▶ [Brief]: When a line of the listing below has the string "frosted" in it, copy that line.

════════════════

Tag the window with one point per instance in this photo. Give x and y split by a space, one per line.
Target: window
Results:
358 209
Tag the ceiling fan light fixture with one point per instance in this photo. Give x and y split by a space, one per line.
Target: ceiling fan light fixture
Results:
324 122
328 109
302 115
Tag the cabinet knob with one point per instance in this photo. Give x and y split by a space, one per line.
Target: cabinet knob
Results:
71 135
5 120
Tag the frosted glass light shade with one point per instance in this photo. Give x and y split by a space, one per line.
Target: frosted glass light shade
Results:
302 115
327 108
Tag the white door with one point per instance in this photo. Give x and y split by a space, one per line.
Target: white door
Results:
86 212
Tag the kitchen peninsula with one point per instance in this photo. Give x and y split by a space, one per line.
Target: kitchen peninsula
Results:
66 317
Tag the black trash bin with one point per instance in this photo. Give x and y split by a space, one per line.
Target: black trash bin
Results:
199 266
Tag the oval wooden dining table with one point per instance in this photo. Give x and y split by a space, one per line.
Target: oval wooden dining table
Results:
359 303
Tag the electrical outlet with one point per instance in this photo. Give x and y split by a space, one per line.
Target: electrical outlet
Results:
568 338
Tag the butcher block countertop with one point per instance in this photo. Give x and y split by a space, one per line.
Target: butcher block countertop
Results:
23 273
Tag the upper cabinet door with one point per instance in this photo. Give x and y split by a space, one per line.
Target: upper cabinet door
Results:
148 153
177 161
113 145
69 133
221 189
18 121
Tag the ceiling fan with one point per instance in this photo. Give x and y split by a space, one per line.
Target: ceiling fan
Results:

════════════════

▶ [Response below]:
Tag the frosted glass light shade with one point per instance in this photo. Give x and y split by a space, one per line.
Target: frosted glass light shade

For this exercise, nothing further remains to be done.